Exercise instructions:
Return the data below exactly, from its first line through the line that contains "pixel 127 161", with both ends included. Leave the pictures out of your answer.

(begin)

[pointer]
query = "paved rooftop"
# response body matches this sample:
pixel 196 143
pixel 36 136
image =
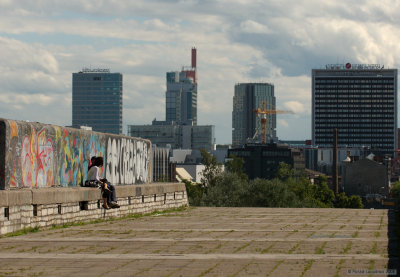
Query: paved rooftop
pixel 210 242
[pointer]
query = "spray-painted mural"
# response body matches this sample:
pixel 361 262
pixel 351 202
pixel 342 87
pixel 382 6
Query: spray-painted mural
pixel 39 155
pixel 127 161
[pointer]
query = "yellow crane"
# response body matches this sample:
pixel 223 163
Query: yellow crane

(end)

The completed task:
[pointer]
query = "paved rooftop"
# response body matches this sample:
pixel 196 143
pixel 36 136
image =
Query: paved rooftop
pixel 210 242
[pointer]
query = "spray-painted mural"
# response body matches this sample:
pixel 361 262
pixel 351 202
pixel 342 87
pixel 382 6
Query: spray-painted mural
pixel 39 155
pixel 127 161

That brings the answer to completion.